§ PROBLEM REQUIREMENTS
Once the line holding "the red and" is found in the listing below, write it out and each later line exactly, up to and including the one holding "the red bull".

──────── DATA

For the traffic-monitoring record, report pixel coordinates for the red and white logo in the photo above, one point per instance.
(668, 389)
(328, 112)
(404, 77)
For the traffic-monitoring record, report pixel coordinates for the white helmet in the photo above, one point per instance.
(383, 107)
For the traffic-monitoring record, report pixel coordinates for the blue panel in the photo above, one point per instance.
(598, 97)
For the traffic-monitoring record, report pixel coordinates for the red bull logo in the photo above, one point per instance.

────────────────
──────── DATA

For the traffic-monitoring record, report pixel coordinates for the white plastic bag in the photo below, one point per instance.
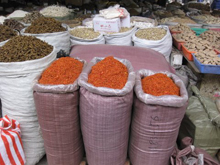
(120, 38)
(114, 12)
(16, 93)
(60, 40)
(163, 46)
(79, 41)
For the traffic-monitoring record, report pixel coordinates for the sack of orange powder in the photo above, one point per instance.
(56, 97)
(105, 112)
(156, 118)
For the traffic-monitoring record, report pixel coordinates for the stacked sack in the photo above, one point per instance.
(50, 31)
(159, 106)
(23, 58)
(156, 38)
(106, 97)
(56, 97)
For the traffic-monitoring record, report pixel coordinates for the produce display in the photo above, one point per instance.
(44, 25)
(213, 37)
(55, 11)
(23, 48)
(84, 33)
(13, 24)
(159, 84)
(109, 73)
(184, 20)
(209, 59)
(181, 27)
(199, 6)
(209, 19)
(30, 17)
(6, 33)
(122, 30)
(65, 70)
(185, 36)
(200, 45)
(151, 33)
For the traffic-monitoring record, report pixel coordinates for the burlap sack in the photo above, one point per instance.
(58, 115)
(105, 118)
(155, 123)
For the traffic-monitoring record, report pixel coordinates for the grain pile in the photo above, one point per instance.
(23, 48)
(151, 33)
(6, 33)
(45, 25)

────────────────
──────── DATA

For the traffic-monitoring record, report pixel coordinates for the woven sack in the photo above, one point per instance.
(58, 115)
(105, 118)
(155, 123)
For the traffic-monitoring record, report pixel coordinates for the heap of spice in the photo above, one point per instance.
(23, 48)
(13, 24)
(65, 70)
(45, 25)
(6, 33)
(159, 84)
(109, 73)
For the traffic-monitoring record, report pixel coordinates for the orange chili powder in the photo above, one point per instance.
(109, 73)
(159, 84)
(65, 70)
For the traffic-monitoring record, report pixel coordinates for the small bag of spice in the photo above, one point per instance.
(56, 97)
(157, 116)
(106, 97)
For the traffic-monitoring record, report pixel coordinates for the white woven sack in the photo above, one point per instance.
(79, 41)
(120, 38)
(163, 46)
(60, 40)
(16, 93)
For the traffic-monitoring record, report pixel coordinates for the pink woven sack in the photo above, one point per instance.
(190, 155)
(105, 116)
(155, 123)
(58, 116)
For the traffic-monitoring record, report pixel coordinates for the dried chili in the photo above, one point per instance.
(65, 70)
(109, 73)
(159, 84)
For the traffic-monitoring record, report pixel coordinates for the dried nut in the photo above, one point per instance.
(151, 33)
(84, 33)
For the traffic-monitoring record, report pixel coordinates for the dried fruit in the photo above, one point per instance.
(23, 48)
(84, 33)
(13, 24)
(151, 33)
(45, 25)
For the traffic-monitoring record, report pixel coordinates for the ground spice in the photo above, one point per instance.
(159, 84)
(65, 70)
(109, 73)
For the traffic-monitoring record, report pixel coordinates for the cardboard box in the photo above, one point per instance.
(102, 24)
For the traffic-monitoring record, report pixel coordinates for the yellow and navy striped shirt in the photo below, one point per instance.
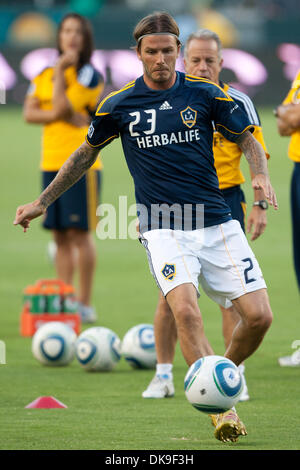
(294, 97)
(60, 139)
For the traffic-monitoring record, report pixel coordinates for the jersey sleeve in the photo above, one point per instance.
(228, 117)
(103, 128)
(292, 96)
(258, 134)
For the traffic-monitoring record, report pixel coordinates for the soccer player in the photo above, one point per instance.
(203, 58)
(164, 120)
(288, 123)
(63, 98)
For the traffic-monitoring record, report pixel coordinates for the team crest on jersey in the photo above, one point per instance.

────────────────

§ RESPONSE AREA
For the traffic-monitoring record, report pixel coordinates for the red and white logo in the photo above, one point per instance.
(668, 389)
(328, 112)
(404, 77)
For the traffic-monitoring record, report pixel coordinates for the white helmet in the photo above, one point per instance.
(383, 107)
For the traffic-monitoring record, report pixel coordinates for the blue panel in the photo above, one point per instance.
(598, 97)
For the traffic-monitoring record, report pixel coordinates for the red bull logo in the photo above, one point per instance.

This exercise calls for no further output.